**SELECTION:**
###

Condemned (2009) - By Duane L. Martin
Date: Friday, January 01, 2010 @ 20:09:36 Mountain Standard Time
Topic: Film Reviews

The last film I reviewed from Oren Shai was back in 2006.  It was a film called Heavy Soul, and as soon as I saw it, I could tell that Mr. Shai was an incredibly talented film maker with a great eye for creating striking visuals.  Now he's send me his latest short film, Concemned, starring Margaret Anne Florence as prisoner #1031.  I'm going to start this off by using the description of the film from IMDB, because it's probably a less convoluded description of the story than I'd end up writing myself.
"1959. Desperate, branded, forgotten by the law, Female Convict #1031 fights to stay alive in the concrete womb. Condemned by her fellow inmates and in her own mind, #1031 expects the worst. When a new inmate, Laura (#1059), is brought into the cell, #1031's paranoia grows. Is this striking Blonde to be her ally, or possibly, her executioner?"

This film once again was incredibly striking visually.  The darkness and shadows throughout the film create a real feeling paranoia and impending doom.  The visuals are only accented by the acting by the three person cast.  Margaret Anne Florence is excellent as the paranoid and brooding prisoner.  Ashlie Atkinson plays a humorless and unsympathetic night guard who comes around now and then just to add to the gloomy mood of not only the prisoner, but of the film as a whole.  Aprella plays Laura, the second prisoner who's brought in to be #1031's cell mate, who only adds to #1031's paranoia.  The entire cast did a great job.  However...

###

**TASKS TO COMPLETE:**
**a)** Revise the review of Condemned, starting with "The last film" and going on through "up writing myself.", and replace "film maker" with "filmmaker".
**b)** Write the next part of the review of Condemned, picking up after its final line.

**DATA PROVIDED:**
###

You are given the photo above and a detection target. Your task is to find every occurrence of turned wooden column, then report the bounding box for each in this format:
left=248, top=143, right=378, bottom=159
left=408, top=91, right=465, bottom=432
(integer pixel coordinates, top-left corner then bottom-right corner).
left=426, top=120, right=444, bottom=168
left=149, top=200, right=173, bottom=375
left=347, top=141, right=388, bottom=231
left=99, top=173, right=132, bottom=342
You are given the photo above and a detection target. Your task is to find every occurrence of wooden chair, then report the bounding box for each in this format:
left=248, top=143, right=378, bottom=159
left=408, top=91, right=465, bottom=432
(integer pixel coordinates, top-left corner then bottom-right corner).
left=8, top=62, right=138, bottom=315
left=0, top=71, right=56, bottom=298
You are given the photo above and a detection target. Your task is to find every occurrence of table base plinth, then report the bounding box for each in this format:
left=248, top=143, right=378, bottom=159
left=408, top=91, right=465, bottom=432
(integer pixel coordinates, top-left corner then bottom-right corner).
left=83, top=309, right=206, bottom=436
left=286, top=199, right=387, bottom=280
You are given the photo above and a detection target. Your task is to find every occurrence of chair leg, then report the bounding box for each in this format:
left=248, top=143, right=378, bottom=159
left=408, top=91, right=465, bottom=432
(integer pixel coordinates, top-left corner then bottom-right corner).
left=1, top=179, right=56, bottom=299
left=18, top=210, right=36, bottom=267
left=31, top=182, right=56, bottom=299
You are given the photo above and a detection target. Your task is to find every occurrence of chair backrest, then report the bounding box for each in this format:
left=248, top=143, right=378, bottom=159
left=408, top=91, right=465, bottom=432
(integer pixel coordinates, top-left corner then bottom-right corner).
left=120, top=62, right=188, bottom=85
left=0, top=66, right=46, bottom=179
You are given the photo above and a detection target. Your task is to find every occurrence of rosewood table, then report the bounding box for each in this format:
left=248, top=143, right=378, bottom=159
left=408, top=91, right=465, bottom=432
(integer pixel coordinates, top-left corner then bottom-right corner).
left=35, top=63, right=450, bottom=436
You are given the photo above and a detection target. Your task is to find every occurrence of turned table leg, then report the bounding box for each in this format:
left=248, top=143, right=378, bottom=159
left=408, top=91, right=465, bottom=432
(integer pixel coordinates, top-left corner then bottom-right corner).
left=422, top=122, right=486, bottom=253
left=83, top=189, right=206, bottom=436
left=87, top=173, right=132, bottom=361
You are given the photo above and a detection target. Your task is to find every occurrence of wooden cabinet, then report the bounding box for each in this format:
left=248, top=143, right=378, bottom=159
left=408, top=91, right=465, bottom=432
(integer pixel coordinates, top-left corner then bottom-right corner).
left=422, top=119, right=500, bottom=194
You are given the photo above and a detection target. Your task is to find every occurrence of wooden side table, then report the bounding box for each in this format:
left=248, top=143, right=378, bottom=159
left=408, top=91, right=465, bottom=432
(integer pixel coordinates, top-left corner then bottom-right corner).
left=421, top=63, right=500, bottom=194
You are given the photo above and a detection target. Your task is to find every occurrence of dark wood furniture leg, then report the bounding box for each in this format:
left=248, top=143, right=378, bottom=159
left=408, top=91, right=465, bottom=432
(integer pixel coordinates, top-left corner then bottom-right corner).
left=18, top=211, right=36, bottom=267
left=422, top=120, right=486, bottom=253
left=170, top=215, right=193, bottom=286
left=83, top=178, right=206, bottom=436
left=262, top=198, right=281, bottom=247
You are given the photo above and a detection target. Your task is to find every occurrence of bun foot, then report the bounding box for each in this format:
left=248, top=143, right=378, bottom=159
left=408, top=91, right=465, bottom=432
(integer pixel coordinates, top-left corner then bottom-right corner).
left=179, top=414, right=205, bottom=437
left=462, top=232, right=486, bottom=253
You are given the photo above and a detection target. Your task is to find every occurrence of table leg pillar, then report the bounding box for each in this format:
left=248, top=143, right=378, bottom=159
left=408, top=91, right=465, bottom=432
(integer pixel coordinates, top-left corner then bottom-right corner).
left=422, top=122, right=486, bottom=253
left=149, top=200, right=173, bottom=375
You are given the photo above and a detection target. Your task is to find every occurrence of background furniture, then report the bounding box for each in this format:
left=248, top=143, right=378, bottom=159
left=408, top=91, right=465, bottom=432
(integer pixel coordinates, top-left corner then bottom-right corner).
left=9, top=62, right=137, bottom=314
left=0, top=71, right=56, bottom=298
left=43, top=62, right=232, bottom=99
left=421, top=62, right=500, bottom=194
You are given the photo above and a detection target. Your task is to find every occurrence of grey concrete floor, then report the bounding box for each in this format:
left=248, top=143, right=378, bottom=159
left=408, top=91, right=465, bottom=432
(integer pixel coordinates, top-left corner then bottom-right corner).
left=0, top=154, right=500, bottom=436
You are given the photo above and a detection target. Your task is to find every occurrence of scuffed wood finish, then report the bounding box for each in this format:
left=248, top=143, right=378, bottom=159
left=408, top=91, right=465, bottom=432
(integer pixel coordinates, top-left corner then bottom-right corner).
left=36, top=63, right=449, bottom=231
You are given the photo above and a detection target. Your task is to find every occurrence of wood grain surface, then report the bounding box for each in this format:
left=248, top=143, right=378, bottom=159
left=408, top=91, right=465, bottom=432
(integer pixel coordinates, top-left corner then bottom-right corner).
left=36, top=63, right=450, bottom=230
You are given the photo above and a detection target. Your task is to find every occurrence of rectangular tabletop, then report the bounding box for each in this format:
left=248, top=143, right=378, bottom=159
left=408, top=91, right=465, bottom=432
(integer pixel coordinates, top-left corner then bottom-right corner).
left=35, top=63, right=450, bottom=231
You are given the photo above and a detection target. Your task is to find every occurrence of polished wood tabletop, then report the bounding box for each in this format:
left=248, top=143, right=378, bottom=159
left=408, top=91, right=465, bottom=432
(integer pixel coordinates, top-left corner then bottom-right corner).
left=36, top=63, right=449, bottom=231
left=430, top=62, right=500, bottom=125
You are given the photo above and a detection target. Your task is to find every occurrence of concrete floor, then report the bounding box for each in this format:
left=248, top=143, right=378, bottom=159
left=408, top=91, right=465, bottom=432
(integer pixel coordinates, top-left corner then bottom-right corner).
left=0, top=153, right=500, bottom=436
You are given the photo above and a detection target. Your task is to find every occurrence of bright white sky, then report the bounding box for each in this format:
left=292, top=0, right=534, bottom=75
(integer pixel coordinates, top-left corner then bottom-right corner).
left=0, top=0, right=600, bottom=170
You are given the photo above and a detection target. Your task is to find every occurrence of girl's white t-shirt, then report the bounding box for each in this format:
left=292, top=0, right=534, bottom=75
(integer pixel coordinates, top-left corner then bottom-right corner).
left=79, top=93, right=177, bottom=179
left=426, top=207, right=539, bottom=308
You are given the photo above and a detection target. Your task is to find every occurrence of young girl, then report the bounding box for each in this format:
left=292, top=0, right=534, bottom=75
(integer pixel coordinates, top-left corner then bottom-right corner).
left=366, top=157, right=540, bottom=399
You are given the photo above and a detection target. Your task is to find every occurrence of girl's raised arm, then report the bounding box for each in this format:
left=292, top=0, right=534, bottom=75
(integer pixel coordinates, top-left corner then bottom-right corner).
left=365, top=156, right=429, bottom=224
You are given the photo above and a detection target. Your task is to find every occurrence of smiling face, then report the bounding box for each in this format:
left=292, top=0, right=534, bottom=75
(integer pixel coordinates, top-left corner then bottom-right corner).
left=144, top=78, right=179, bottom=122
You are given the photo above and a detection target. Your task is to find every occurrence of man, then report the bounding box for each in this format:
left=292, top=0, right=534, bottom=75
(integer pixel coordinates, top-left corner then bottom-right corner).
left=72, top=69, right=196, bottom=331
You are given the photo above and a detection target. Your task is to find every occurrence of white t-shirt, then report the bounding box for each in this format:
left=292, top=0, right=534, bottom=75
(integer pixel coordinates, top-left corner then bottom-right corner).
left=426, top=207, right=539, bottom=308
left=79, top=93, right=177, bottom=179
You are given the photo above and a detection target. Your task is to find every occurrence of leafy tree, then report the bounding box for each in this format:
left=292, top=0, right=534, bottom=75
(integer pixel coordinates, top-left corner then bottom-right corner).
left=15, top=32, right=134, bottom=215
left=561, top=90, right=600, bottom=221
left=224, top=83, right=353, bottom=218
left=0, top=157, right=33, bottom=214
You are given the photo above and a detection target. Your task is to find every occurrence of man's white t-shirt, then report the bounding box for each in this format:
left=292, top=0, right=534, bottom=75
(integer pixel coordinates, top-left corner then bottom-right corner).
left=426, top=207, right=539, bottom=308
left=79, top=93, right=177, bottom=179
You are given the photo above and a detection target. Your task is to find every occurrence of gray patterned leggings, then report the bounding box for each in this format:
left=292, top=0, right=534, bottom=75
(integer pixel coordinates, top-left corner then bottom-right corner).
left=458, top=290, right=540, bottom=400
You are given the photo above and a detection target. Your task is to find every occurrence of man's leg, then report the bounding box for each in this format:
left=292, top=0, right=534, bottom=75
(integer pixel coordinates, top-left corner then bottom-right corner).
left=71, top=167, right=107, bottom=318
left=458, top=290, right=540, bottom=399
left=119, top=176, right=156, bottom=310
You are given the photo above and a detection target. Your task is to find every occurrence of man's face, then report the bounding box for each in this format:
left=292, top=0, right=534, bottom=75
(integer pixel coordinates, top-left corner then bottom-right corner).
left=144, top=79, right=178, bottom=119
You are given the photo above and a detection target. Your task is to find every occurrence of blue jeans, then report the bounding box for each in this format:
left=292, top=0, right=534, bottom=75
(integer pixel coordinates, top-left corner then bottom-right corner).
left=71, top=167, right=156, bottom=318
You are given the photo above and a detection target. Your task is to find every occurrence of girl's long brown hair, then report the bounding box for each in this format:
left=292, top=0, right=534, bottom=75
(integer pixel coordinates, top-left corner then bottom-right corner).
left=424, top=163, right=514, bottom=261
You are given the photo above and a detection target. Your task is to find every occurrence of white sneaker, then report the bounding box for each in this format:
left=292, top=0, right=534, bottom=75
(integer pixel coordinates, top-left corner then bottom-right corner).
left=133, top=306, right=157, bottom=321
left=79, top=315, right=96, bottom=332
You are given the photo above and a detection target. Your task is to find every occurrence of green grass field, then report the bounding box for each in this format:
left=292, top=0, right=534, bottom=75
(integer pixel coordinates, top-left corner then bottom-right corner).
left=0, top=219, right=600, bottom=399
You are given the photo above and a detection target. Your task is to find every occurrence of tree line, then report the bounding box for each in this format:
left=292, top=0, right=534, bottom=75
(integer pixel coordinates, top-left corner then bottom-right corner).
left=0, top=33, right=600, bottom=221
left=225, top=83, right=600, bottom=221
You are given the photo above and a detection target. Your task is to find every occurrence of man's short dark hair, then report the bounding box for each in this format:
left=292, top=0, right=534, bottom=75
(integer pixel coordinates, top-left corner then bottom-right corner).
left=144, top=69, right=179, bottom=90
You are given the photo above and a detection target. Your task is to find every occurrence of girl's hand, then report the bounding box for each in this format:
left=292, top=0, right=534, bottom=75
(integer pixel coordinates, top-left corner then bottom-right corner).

###

**ANSWERS TO THE EXERCISE:**
**a)**
The last film I reviewed from Oren Shai was back in 2006.  It was a film called Heavy Soul, and as soon as I saw it, I could tell that Mr. Shai was an incredibly talented filmmaker with a great eye for creating striking visuals.  Now he's send me his latest short film, Concemned, starring Margaret Anne Florence as prisoner #1031.  I'm going to start this off by using the description of the film from IMDB, because it's probably a less convoluded description of the story than I'd end up writing myself.

**b)**
While the film is visually very striking, the story left me utterly confused.  #1031 says she was set up and that the warden and guards are all in on it.  At some point she inexplicably feels the need to take off her shoe and proceeds to slice the bottom of her foot open with a piece of broken glass.  Then the other prisoner is brought in, and again, I just didn't get their interactions.  #1031 seems really suspicious of her, but I don't know why.  I guess because she thinks she's a plant by the people who supposedly set her up?  I really didn't understand it.  I'm sure the film's director Oren Shai could explain it to me because he made the film, but as a viewer without the film maker's insight, I was feeling pretty lost.

This film, while visually stunning, was lacking in clarity as far as the story.  The film itself is a short, coming in at fourteen minutes, but I'm not sure more length would have fixed the confusion with the story.  I think it just could have used a little more clarity in the writing.  Still, despite that confusion, there's no denying that the quality of the production and the excellent acting makes the film a very gripping experience.  Something about it just grabs you and doesn't let go until it's over.

Oren Shai has once again presented us with a beautifully produced film and shown us how visuals should be done.  The set wasn't complicated, but the use of light, shadow and narration by the prisoner really set an amazing mood for the film, and it's definitely worth checking out.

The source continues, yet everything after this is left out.